— Stated task —
Reproduce the line containing "Note: in this practice we tag every instance of the silver" exactly, along with each line after it through the end of the data; pictures are left out.

— START OF Data in this exercise —

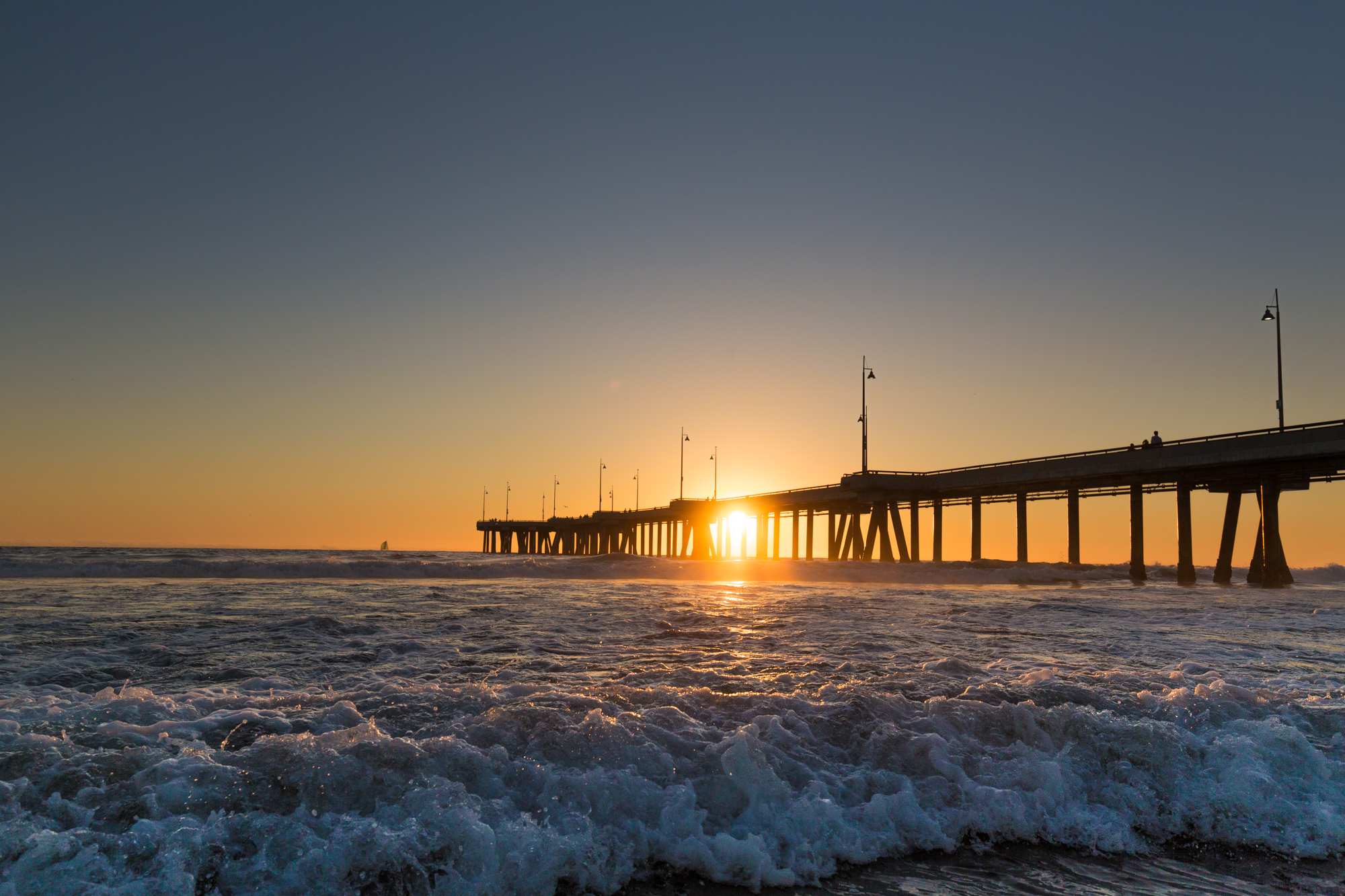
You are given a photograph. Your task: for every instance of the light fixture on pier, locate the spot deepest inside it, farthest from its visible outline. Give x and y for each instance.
(1280, 364)
(864, 413)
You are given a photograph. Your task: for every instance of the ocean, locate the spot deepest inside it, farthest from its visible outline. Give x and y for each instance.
(383, 723)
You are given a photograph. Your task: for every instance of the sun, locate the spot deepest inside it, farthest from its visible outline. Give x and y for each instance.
(738, 520)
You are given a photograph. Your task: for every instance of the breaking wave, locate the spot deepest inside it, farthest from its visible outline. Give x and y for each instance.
(367, 565)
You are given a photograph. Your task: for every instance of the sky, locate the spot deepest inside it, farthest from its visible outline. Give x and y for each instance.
(319, 275)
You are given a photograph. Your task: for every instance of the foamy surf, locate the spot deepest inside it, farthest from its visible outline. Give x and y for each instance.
(532, 735)
(49, 563)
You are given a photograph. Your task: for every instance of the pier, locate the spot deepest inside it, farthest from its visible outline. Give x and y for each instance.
(863, 512)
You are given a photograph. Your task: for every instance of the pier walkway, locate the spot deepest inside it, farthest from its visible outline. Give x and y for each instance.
(864, 521)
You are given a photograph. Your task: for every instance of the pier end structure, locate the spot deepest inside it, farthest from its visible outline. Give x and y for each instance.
(1264, 462)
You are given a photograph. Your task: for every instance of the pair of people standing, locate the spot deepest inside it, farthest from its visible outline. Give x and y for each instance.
(1151, 443)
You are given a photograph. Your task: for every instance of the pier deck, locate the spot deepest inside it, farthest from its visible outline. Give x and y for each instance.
(861, 506)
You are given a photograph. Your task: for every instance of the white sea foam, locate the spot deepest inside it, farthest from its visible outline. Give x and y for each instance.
(518, 736)
(379, 565)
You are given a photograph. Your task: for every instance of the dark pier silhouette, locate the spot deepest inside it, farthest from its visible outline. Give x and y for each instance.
(863, 510)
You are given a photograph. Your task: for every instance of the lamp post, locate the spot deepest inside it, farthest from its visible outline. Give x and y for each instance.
(1280, 364)
(864, 413)
(716, 459)
(681, 479)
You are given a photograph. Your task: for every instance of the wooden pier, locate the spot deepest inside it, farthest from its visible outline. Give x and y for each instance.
(863, 510)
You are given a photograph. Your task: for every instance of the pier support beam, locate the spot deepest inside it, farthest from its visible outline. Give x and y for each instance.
(1277, 568)
(1137, 533)
(1073, 501)
(937, 546)
(1225, 565)
(915, 532)
(876, 516)
(976, 528)
(1186, 563)
(899, 534)
(1023, 526)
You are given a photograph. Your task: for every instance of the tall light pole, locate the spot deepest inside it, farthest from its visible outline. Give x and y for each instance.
(681, 479)
(1280, 364)
(864, 413)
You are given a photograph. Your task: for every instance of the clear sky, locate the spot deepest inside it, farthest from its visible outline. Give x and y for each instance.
(314, 275)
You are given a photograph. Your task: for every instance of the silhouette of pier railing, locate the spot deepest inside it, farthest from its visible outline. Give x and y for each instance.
(864, 518)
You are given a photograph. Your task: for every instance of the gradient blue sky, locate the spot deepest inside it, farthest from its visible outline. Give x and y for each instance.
(317, 274)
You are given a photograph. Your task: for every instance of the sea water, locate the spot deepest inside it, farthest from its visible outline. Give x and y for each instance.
(229, 721)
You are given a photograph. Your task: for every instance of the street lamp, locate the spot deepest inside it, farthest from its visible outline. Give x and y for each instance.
(716, 459)
(681, 479)
(864, 413)
(1280, 365)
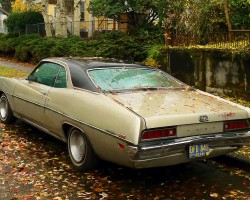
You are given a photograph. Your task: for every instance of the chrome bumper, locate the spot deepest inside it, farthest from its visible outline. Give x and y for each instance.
(222, 143)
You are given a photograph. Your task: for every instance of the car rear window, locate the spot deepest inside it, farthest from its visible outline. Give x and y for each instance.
(131, 78)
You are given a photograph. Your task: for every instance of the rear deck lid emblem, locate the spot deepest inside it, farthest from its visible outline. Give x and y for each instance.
(203, 118)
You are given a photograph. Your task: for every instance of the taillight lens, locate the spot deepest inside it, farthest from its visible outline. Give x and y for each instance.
(159, 133)
(235, 125)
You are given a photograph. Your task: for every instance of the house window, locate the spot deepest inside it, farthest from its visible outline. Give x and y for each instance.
(82, 10)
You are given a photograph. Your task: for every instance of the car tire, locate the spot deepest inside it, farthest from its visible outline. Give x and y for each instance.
(6, 114)
(80, 150)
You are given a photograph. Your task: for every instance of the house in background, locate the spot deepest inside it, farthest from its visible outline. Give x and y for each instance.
(88, 24)
(3, 15)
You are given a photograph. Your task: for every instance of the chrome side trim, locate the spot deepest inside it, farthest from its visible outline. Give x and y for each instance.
(44, 129)
(81, 122)
(227, 136)
(29, 101)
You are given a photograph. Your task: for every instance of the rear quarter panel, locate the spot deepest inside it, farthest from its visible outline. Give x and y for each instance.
(7, 86)
(105, 122)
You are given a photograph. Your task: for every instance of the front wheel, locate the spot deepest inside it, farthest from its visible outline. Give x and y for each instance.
(80, 150)
(6, 115)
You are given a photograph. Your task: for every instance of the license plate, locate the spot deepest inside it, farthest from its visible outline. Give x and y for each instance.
(198, 150)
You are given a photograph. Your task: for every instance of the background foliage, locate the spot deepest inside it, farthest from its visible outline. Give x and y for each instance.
(16, 21)
(113, 45)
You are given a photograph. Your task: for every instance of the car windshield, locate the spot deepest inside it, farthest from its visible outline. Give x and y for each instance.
(131, 78)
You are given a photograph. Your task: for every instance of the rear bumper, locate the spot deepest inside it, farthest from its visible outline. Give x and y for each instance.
(175, 151)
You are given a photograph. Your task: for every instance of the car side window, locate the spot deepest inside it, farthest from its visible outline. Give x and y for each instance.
(60, 81)
(50, 74)
(46, 73)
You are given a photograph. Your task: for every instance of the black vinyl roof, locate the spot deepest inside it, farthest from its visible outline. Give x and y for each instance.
(89, 63)
(78, 68)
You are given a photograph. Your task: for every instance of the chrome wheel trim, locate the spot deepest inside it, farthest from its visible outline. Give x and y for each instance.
(3, 107)
(77, 145)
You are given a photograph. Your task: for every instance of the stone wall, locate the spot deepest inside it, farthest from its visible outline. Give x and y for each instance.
(217, 72)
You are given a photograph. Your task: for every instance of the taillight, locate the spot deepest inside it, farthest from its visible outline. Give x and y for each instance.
(235, 125)
(159, 133)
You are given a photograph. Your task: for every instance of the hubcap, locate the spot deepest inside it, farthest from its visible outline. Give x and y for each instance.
(3, 107)
(77, 145)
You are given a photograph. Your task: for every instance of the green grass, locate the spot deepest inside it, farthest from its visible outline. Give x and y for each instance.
(9, 72)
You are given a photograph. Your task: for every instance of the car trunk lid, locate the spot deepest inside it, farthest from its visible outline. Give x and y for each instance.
(163, 108)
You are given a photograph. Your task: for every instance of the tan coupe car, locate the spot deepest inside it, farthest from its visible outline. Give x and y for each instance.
(132, 115)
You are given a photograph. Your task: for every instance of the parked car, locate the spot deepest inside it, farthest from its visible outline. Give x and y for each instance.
(129, 114)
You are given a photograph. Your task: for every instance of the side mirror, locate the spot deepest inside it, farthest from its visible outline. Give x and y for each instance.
(31, 77)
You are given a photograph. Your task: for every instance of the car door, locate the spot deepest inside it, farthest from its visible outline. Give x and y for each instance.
(30, 95)
(54, 105)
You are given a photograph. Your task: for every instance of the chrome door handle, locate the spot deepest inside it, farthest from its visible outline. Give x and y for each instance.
(43, 92)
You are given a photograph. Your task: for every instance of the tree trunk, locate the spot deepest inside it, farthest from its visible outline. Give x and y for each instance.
(61, 19)
(48, 25)
(229, 24)
(77, 17)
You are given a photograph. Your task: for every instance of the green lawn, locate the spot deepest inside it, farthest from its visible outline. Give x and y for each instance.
(9, 72)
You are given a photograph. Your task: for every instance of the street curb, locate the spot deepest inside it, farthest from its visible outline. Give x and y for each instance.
(238, 157)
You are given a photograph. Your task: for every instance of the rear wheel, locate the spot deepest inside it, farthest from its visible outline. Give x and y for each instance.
(6, 115)
(80, 150)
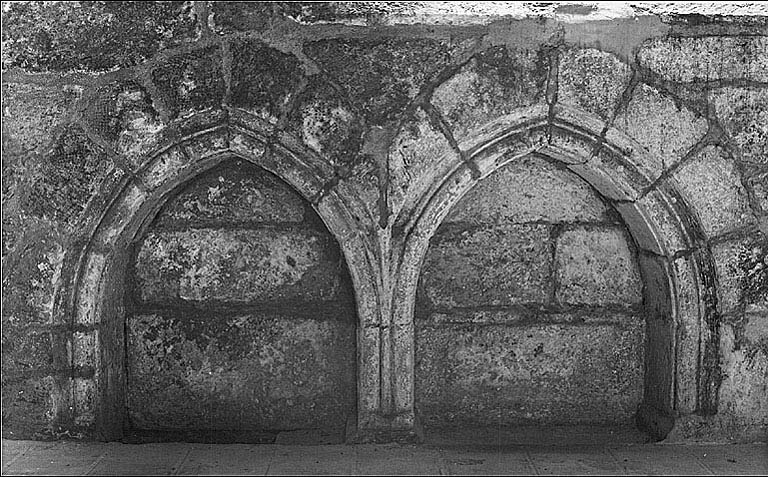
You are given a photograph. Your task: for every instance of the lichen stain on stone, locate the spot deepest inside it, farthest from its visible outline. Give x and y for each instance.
(239, 372)
(263, 79)
(203, 265)
(494, 83)
(381, 76)
(236, 192)
(744, 389)
(190, 82)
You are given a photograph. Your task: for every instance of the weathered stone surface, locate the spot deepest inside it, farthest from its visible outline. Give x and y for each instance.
(241, 371)
(29, 277)
(326, 123)
(494, 83)
(26, 349)
(707, 58)
(662, 224)
(592, 80)
(596, 266)
(190, 82)
(416, 155)
(26, 407)
(743, 112)
(729, 274)
(667, 129)
(263, 79)
(71, 175)
(742, 274)
(488, 266)
(381, 76)
(612, 174)
(235, 192)
(228, 17)
(500, 375)
(93, 35)
(758, 181)
(743, 394)
(265, 264)
(532, 315)
(528, 190)
(712, 187)
(31, 114)
(123, 114)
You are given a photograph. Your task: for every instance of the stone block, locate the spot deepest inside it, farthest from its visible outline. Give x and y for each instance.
(689, 322)
(596, 266)
(84, 349)
(742, 274)
(743, 393)
(26, 406)
(495, 266)
(758, 181)
(264, 80)
(490, 375)
(743, 112)
(707, 58)
(658, 389)
(208, 144)
(190, 82)
(241, 371)
(31, 271)
(570, 148)
(31, 114)
(663, 126)
(72, 173)
(382, 75)
(326, 123)
(259, 265)
(236, 192)
(165, 167)
(494, 83)
(93, 37)
(592, 80)
(123, 114)
(530, 190)
(418, 154)
(85, 395)
(229, 17)
(26, 348)
(666, 226)
(89, 289)
(712, 187)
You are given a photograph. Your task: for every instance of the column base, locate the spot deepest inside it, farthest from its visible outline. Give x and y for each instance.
(381, 430)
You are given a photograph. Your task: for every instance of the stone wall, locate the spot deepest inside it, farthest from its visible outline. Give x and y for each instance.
(529, 307)
(241, 313)
(381, 117)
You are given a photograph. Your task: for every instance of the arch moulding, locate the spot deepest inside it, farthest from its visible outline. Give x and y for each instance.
(89, 294)
(678, 277)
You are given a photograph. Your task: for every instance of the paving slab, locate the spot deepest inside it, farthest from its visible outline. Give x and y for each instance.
(96, 458)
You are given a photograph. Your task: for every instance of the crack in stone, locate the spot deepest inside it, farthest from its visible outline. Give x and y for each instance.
(438, 122)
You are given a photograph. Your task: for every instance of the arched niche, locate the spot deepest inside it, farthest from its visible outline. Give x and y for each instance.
(240, 315)
(681, 330)
(89, 299)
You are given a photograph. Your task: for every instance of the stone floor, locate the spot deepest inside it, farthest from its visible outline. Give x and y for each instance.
(446, 458)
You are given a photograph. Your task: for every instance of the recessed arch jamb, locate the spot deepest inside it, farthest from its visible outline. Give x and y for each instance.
(88, 297)
(676, 294)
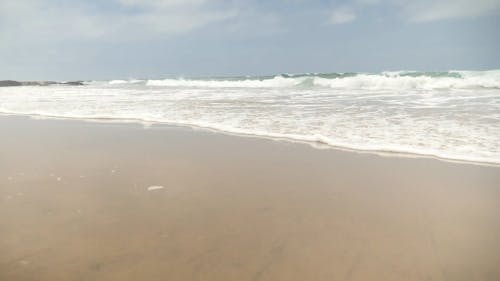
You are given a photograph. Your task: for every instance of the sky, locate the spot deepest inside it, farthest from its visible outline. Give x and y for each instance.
(121, 39)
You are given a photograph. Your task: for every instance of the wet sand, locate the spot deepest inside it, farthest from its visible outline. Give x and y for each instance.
(75, 205)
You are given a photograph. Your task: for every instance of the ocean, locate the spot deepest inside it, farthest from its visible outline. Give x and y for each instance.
(451, 115)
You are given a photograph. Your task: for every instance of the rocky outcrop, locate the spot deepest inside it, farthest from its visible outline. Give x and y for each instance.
(12, 83)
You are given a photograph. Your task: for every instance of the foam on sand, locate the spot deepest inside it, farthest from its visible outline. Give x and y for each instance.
(452, 115)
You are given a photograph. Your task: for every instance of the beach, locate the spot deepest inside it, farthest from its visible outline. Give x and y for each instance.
(123, 201)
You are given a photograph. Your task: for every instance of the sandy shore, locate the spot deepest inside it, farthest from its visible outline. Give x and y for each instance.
(75, 205)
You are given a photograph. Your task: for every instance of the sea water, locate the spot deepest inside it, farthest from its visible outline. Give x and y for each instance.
(452, 115)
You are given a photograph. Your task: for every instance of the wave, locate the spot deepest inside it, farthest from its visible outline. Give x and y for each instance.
(371, 81)
(452, 115)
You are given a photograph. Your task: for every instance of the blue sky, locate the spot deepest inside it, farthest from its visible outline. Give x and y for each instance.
(109, 39)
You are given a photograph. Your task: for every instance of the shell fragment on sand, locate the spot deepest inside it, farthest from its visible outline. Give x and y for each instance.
(155, 187)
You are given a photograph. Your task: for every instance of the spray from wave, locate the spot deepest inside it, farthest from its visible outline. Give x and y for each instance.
(454, 114)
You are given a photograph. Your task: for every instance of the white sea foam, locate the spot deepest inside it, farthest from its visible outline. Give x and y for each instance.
(155, 187)
(453, 115)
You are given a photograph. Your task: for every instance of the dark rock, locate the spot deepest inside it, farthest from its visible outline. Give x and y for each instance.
(10, 83)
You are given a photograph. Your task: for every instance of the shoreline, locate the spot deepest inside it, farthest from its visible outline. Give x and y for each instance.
(314, 144)
(114, 201)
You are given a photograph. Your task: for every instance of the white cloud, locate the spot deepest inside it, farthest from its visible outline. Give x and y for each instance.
(46, 20)
(435, 10)
(342, 15)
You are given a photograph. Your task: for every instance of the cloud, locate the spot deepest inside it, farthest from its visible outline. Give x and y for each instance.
(436, 10)
(46, 20)
(342, 15)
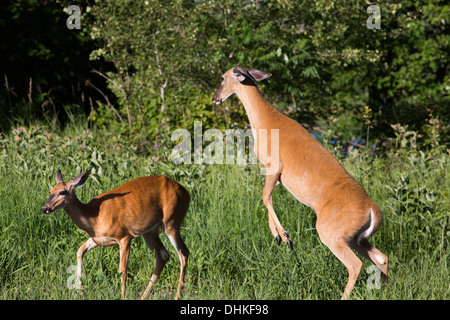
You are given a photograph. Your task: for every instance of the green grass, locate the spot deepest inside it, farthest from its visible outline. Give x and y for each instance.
(233, 254)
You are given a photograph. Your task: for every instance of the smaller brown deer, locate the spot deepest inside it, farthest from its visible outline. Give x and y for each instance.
(136, 208)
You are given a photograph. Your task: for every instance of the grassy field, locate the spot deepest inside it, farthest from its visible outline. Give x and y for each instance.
(233, 254)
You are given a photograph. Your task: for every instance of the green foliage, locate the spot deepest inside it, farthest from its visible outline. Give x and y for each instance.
(233, 254)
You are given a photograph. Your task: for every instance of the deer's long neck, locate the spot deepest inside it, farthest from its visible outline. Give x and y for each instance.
(81, 215)
(258, 110)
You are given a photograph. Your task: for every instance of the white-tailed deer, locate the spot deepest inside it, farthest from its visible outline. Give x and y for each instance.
(136, 208)
(346, 215)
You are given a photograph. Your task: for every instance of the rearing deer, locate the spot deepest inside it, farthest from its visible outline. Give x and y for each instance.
(136, 208)
(346, 215)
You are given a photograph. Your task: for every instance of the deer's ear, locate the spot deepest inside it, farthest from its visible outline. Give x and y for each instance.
(79, 180)
(59, 178)
(258, 74)
(238, 75)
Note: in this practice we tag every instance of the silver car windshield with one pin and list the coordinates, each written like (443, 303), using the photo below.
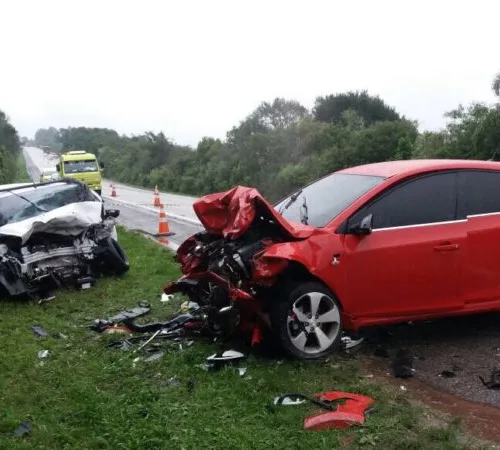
(28, 202)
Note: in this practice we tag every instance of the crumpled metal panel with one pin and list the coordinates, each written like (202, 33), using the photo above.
(69, 220)
(231, 213)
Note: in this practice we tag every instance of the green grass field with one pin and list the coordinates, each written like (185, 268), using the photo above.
(87, 396)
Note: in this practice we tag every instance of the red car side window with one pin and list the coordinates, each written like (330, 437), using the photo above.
(427, 199)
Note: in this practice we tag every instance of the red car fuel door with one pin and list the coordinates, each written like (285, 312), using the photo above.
(411, 262)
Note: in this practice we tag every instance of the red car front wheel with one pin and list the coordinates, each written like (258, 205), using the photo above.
(307, 321)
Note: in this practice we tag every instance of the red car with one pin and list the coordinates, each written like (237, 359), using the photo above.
(370, 245)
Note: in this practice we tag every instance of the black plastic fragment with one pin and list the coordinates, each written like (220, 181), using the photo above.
(39, 331)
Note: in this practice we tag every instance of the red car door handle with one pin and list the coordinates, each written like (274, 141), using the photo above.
(446, 247)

— END OF Data in this exercise —

— Written answer —
Note: in this practice we tag every instance of the silver car windshield with one pin and list the coordinates, each written like (443, 303), using the photo below.
(28, 202)
Note: in this practice we tag every instance of the crumpled metal panel with one pin and list the coordinates, each written like (202, 33), using the photo above.
(69, 220)
(231, 213)
Note: in this practice we tag every instance of the green grass field with one pin and list the coordinates, each written like (185, 268), using the photo above.
(87, 396)
Note: in this practice we tag every instance of the red car side window with one pin and list the coordinates, each written like (330, 437), using the photo above.
(427, 199)
Note: in this practice we tag every instance of the red car fuel door with one pin and list the coordinates, each written like (285, 312), using the photo above.
(411, 262)
Note: in this practice we tag every instance of the red car front wheel with one pin and list the coordinates, each written like (258, 205), using the photo above.
(307, 321)
Note: in this practice we tag every instance of the red car with one pin and list the coordinates, each written like (237, 359), using the photo above.
(370, 245)
Note: in this practice we tag every instance of the black plastic fragment with one pin and list the coordinates, each written like (220, 181), using the photo above.
(39, 331)
Note: in this practice we tag every instance of the red car door handle with one pin and list the coordinates, each written like (274, 141), using the photo above.
(446, 247)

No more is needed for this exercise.